- [Directions for this task]: In the parliamentary debate excerpt below, what did the Secretary of State say GPs who leave pilot schemes will be able to do?

- [Passage]:
■ ■ ■ ■ ■ ■ ■
Ms Jowell: We want to ensure that the points that we have made in our reasoned amendment are put to a vote in the House. We believe that, unless they are addressed, the Bill will be seriously weakened. I look forward to hearing the Minister respond to those issues in winding up.

In his concluding remarks, the Secretary of State mentioned that GPs who leave pilot schemes will be able to return to independent contractor status. We welcome that assurance, which will undoubtedly reassure GPs who wish to participate in pilot schemes. However, we were concerned by the Secretary of State's failure to mention any protection for patients who registered for pilot schemes that were discontinued. Listening to the Secretary of State--who is now chatting to his hon. Friend the Minister for Health--one was left with the impression that patients' interests are peripheral to the Bill. That impression was strengthened by the Secretary of State's remarks about the need for consultation with patients, to which we refer in our amendment.

My hon. Friend the Member for Islington, South and Finsbury pointed out the lack of detail on the precise course that any consultation should follow. No reference was made by the Secretary of State to the need for the view of patients to be fully considered before pilot projects are established.
■ ■ ■ ■ ■ ■ ■
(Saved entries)
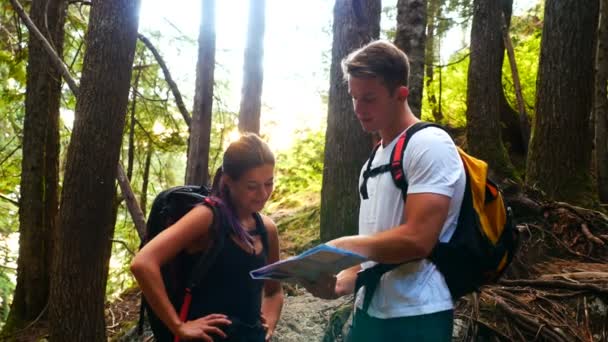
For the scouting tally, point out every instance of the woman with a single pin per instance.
(228, 305)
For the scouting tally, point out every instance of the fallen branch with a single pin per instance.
(555, 284)
(528, 322)
(176, 93)
(582, 211)
(564, 245)
(577, 276)
(590, 236)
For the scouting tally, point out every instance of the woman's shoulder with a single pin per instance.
(271, 227)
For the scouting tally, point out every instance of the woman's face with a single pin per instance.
(250, 192)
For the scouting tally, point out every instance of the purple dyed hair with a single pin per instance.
(248, 152)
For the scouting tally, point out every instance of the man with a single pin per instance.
(412, 301)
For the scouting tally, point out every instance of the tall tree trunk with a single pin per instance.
(509, 118)
(197, 168)
(410, 38)
(356, 22)
(484, 88)
(83, 242)
(560, 149)
(39, 168)
(253, 71)
(145, 180)
(601, 106)
(131, 147)
(433, 11)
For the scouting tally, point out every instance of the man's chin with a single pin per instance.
(369, 128)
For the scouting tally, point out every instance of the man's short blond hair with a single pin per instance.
(380, 59)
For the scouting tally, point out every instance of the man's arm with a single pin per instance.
(426, 214)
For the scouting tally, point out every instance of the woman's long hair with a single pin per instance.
(248, 152)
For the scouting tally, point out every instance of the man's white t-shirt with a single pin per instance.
(432, 165)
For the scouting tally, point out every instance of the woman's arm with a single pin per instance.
(190, 233)
(272, 301)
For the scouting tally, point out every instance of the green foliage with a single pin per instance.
(449, 86)
(526, 32)
(299, 169)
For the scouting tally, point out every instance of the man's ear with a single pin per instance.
(403, 93)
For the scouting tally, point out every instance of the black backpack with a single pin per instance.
(168, 207)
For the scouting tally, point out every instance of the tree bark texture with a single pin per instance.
(560, 149)
(83, 242)
(484, 88)
(39, 167)
(410, 38)
(253, 72)
(601, 106)
(197, 167)
(347, 146)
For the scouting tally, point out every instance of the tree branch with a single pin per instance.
(132, 205)
(136, 213)
(8, 199)
(124, 244)
(176, 93)
(555, 284)
(63, 69)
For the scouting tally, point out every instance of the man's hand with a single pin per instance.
(202, 328)
(323, 287)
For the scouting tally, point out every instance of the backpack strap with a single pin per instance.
(368, 172)
(397, 155)
(208, 258)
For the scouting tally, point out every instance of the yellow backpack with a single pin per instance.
(484, 241)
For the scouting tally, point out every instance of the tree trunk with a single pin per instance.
(145, 180)
(433, 11)
(39, 168)
(523, 117)
(484, 88)
(560, 148)
(83, 243)
(410, 38)
(253, 72)
(347, 146)
(601, 106)
(131, 147)
(512, 134)
(197, 168)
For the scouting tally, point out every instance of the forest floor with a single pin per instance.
(556, 289)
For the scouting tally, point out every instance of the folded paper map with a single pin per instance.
(309, 265)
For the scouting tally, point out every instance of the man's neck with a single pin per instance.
(403, 121)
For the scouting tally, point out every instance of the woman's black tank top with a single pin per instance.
(227, 288)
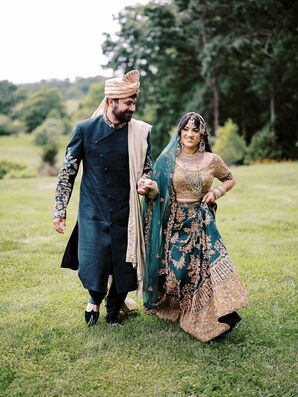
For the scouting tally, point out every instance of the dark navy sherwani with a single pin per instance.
(98, 244)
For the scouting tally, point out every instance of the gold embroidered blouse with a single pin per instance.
(191, 183)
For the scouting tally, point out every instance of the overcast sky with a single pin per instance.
(43, 39)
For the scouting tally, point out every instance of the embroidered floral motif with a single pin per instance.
(64, 186)
(197, 271)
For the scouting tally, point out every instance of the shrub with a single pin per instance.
(229, 144)
(263, 146)
(49, 131)
(7, 167)
(7, 127)
(49, 153)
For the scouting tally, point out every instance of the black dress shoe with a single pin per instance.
(91, 317)
(114, 321)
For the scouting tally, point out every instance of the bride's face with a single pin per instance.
(190, 136)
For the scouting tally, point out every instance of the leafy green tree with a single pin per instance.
(38, 106)
(9, 126)
(234, 59)
(90, 102)
(229, 144)
(263, 146)
(8, 97)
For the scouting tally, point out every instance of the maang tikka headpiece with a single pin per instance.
(191, 122)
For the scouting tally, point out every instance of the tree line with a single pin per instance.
(235, 62)
(228, 60)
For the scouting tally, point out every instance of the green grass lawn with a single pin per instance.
(47, 350)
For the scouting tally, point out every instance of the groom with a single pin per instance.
(107, 240)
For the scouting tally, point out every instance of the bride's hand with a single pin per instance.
(209, 197)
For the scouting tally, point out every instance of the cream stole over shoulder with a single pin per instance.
(137, 148)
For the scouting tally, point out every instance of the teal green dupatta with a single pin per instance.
(156, 214)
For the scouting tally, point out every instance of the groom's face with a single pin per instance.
(124, 108)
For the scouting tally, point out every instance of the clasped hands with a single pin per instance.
(147, 186)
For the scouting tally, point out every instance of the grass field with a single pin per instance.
(46, 349)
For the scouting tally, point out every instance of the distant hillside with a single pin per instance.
(69, 90)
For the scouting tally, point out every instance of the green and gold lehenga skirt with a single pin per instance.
(198, 283)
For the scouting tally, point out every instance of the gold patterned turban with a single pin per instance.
(123, 87)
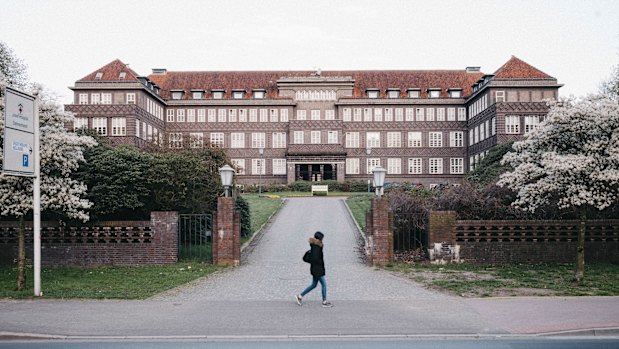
■ ■ ■ ■ ■ ■ ■
- [Result for this task]: They will be able to return to independent contractor status.